"""
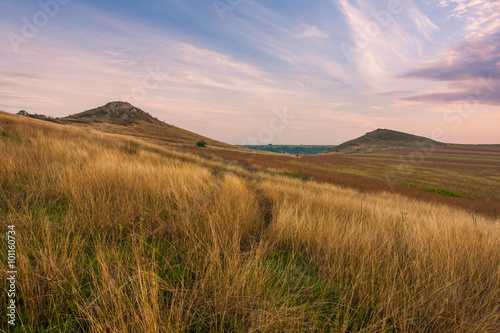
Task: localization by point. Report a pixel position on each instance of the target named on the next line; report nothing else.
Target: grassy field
(473, 173)
(115, 234)
(291, 149)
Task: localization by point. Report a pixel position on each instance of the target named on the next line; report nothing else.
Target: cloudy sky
(224, 69)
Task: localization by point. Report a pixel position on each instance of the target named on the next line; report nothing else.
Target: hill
(384, 139)
(107, 239)
(126, 119)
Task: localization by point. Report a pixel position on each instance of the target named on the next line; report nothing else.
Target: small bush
(201, 143)
(131, 148)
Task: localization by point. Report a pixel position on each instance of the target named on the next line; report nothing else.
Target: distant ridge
(119, 113)
(384, 139)
(124, 118)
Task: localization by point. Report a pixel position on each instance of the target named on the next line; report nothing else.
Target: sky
(259, 72)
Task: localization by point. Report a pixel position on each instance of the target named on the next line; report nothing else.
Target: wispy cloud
(383, 41)
(313, 32)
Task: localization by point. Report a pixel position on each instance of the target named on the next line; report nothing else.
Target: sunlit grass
(119, 235)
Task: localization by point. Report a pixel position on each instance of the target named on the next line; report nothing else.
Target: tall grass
(119, 235)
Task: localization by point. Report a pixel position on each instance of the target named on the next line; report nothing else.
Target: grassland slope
(112, 239)
(124, 118)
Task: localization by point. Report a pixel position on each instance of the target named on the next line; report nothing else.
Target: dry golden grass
(120, 235)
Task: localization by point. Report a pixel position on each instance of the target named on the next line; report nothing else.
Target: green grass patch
(438, 191)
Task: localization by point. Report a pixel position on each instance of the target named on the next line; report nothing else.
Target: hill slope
(157, 240)
(124, 118)
(384, 139)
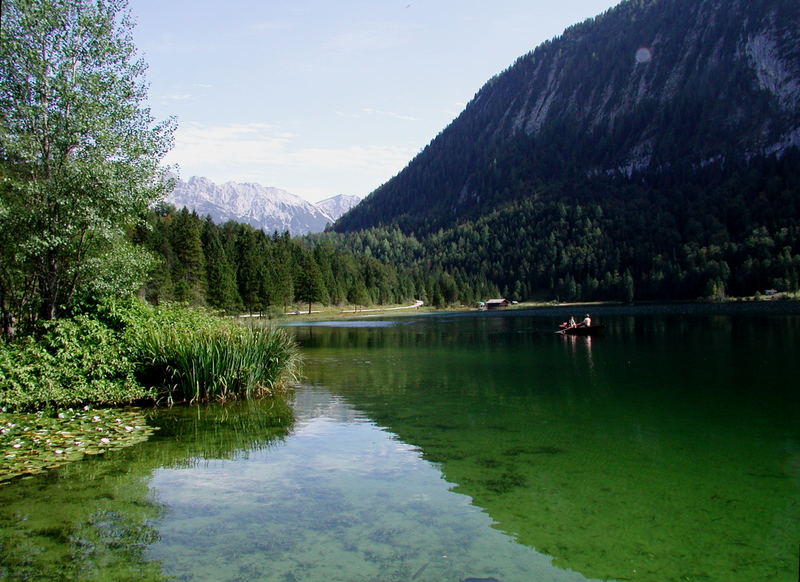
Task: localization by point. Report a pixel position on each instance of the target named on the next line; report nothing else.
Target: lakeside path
(416, 304)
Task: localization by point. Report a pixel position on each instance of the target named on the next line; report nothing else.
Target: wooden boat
(591, 330)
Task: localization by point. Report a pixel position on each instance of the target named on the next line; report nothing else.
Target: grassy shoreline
(324, 313)
(61, 389)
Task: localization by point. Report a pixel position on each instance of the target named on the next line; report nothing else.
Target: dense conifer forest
(237, 268)
(728, 229)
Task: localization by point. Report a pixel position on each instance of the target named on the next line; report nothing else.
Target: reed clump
(192, 355)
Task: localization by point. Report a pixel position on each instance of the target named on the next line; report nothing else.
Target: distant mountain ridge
(263, 207)
(647, 87)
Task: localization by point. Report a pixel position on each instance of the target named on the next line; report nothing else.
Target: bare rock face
(270, 209)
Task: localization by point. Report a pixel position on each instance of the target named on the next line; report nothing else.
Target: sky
(321, 98)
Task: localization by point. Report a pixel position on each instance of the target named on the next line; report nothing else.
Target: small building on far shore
(497, 303)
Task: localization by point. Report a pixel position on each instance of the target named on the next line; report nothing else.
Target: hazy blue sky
(324, 98)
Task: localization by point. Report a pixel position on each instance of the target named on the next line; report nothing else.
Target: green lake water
(444, 448)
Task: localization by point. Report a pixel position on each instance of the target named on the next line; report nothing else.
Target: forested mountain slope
(649, 153)
(650, 86)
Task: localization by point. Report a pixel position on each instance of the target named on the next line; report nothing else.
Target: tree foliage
(79, 151)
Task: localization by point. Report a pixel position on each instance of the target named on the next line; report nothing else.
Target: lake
(456, 447)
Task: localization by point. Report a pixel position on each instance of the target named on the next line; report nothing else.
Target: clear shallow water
(438, 449)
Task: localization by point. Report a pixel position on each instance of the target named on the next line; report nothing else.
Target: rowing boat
(583, 330)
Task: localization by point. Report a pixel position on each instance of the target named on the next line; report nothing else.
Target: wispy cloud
(368, 37)
(367, 111)
(263, 153)
(402, 116)
(171, 98)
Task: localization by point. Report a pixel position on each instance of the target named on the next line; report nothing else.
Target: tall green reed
(195, 356)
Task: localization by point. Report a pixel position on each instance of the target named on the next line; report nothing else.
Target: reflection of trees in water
(93, 519)
(644, 449)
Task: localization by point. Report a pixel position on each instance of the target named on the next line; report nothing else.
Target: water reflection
(580, 345)
(665, 450)
(96, 519)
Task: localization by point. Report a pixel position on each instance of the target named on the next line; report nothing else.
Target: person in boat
(569, 324)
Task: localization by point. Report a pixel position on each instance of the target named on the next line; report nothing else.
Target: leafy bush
(129, 351)
(74, 361)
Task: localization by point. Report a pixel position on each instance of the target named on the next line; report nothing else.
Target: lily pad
(32, 443)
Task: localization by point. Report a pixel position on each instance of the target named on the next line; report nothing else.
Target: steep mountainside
(270, 209)
(336, 206)
(649, 88)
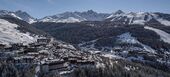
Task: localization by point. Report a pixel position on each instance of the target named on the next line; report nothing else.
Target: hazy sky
(41, 8)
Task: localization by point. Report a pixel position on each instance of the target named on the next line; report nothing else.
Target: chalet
(55, 66)
(43, 41)
(27, 50)
(2, 46)
(26, 59)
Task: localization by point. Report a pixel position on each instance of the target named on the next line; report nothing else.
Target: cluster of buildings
(49, 55)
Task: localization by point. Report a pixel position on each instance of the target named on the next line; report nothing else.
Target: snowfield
(9, 34)
(164, 36)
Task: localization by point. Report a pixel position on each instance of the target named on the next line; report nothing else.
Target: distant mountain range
(18, 14)
(90, 15)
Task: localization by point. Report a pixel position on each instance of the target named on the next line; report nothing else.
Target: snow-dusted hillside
(136, 18)
(71, 17)
(164, 36)
(18, 14)
(9, 34)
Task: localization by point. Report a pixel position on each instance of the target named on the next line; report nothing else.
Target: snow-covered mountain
(9, 34)
(18, 14)
(138, 17)
(71, 17)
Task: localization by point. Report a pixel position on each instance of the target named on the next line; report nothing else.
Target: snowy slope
(164, 36)
(71, 17)
(9, 34)
(18, 14)
(137, 18)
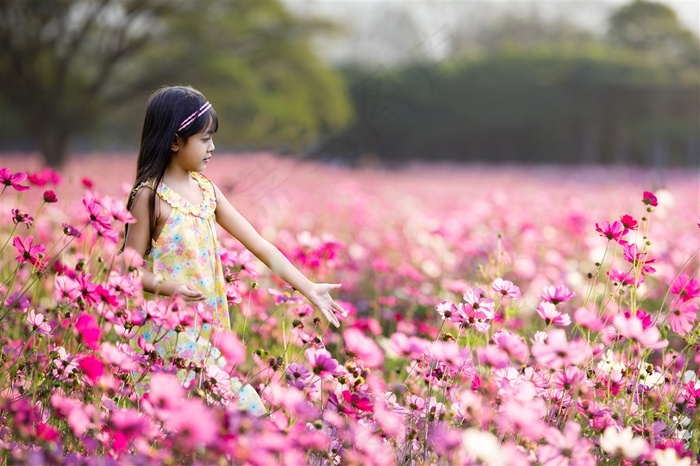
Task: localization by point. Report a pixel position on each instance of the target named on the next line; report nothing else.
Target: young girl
(177, 209)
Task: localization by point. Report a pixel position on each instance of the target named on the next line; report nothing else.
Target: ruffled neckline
(203, 209)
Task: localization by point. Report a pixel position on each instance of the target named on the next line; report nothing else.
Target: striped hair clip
(190, 119)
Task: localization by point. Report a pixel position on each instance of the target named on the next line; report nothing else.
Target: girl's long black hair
(166, 109)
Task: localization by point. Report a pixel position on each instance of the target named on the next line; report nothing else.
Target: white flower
(623, 442)
(668, 457)
(648, 377)
(608, 364)
(484, 446)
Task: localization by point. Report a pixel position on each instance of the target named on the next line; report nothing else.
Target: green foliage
(537, 104)
(71, 68)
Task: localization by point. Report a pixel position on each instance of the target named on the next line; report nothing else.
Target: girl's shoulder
(148, 184)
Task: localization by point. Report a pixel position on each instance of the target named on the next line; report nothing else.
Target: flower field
(495, 315)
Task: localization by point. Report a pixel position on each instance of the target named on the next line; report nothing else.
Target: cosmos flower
(9, 179)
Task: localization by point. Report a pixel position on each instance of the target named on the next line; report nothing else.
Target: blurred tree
(65, 64)
(655, 30)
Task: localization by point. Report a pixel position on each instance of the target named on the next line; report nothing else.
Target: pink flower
(297, 375)
(628, 222)
(38, 321)
(166, 393)
(92, 367)
(587, 319)
(569, 379)
(556, 295)
(682, 316)
(685, 287)
(79, 417)
(88, 330)
(50, 196)
(29, 252)
(476, 299)
(549, 313)
(40, 178)
(506, 288)
(194, 424)
(127, 424)
(364, 349)
(230, 346)
(8, 178)
(65, 289)
(649, 199)
(632, 329)
(624, 278)
(448, 311)
(612, 231)
(20, 217)
(632, 255)
(566, 447)
(557, 351)
(321, 362)
(512, 344)
(409, 347)
(622, 442)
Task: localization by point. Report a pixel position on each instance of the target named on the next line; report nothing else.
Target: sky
(384, 31)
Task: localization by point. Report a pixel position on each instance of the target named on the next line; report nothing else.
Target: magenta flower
(557, 351)
(556, 295)
(92, 367)
(321, 362)
(479, 303)
(448, 311)
(46, 175)
(50, 196)
(631, 253)
(549, 313)
(86, 326)
(38, 322)
(359, 403)
(297, 375)
(649, 199)
(566, 447)
(628, 222)
(20, 217)
(624, 278)
(513, 345)
(65, 289)
(506, 288)
(194, 424)
(7, 178)
(612, 231)
(230, 346)
(29, 252)
(408, 347)
(682, 316)
(632, 328)
(166, 394)
(588, 319)
(364, 349)
(686, 287)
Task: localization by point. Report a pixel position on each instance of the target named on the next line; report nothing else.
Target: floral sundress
(187, 251)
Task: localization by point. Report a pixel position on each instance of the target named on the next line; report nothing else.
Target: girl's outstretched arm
(243, 231)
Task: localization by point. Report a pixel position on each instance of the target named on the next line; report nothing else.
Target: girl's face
(194, 153)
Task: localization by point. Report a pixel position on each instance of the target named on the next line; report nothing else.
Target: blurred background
(363, 83)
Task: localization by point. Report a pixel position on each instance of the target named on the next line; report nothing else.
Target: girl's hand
(319, 295)
(189, 293)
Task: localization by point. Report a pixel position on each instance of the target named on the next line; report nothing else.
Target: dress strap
(147, 184)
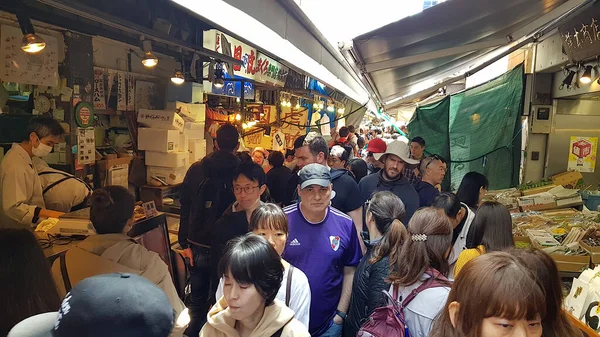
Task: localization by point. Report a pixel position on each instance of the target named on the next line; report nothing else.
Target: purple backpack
(389, 320)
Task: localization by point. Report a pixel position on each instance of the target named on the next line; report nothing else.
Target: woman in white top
(270, 221)
(422, 254)
(21, 201)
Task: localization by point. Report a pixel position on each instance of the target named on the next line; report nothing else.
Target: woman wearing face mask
(111, 250)
(270, 222)
(22, 202)
(493, 296)
(252, 272)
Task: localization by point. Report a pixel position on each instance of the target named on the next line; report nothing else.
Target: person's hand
(46, 213)
(189, 254)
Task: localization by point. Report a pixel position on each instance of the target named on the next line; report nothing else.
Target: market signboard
(582, 154)
(269, 71)
(581, 35)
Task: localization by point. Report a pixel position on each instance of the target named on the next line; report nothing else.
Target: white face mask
(42, 150)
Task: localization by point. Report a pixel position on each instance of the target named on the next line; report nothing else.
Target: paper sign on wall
(86, 141)
(582, 154)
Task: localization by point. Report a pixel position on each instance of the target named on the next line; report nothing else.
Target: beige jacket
(220, 323)
(130, 257)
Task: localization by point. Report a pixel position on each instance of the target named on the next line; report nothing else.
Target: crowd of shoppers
(353, 233)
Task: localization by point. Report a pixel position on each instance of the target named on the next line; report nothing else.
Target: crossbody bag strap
(63, 271)
(288, 288)
(436, 280)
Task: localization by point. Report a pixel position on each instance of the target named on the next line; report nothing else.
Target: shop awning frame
(406, 60)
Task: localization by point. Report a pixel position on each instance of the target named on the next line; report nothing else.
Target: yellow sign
(582, 154)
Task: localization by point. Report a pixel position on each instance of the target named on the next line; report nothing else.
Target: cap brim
(319, 182)
(40, 325)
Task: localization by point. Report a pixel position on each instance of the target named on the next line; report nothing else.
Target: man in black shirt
(278, 176)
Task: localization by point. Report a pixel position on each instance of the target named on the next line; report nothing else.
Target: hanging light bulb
(32, 43)
(587, 75)
(178, 78)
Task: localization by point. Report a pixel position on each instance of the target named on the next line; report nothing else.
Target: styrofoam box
(160, 140)
(194, 130)
(172, 159)
(161, 119)
(197, 149)
(170, 175)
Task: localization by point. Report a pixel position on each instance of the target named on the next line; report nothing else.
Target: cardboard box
(171, 159)
(194, 130)
(197, 150)
(159, 140)
(161, 119)
(171, 176)
(537, 202)
(568, 179)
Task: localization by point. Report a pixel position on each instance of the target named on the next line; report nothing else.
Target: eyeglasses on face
(246, 189)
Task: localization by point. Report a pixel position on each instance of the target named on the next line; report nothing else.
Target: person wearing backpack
(418, 275)
(248, 185)
(383, 221)
(205, 194)
(252, 275)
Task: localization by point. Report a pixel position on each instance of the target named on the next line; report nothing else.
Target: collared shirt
(21, 189)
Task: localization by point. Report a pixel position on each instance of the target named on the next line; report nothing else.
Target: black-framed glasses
(247, 189)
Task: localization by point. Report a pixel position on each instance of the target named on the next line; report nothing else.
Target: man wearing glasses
(434, 170)
(249, 183)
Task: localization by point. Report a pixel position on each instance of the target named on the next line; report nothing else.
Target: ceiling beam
(436, 54)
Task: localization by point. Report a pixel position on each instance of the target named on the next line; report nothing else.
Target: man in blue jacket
(395, 159)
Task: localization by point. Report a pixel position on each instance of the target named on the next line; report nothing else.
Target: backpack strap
(288, 288)
(63, 271)
(436, 280)
(278, 332)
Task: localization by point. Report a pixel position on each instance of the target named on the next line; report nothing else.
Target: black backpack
(213, 196)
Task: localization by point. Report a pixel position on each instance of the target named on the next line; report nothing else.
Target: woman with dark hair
(494, 296)
(358, 168)
(111, 215)
(472, 189)
(252, 272)
(26, 285)
(491, 231)
(421, 261)
(461, 217)
(555, 323)
(270, 222)
(383, 219)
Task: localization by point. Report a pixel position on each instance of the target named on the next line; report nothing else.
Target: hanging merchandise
(130, 92)
(582, 154)
(84, 114)
(121, 93)
(279, 141)
(99, 93)
(86, 141)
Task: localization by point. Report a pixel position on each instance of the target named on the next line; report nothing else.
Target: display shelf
(582, 326)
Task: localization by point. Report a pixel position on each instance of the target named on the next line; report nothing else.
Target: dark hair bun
(101, 199)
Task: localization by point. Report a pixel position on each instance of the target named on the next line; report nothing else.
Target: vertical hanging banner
(121, 93)
(130, 92)
(99, 93)
(582, 154)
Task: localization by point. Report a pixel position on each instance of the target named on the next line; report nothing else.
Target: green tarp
(477, 130)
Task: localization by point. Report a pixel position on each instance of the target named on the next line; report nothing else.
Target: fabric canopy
(438, 42)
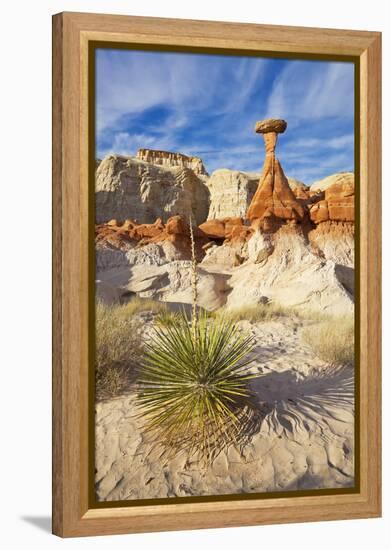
"""
Find every line in the entries above that contains the word "flower", and copy each such line. Matching is case-sensitive.

Target: white flower
Target: flower field
Target: cosmos flower
Target: pink flower
Target: magenta flower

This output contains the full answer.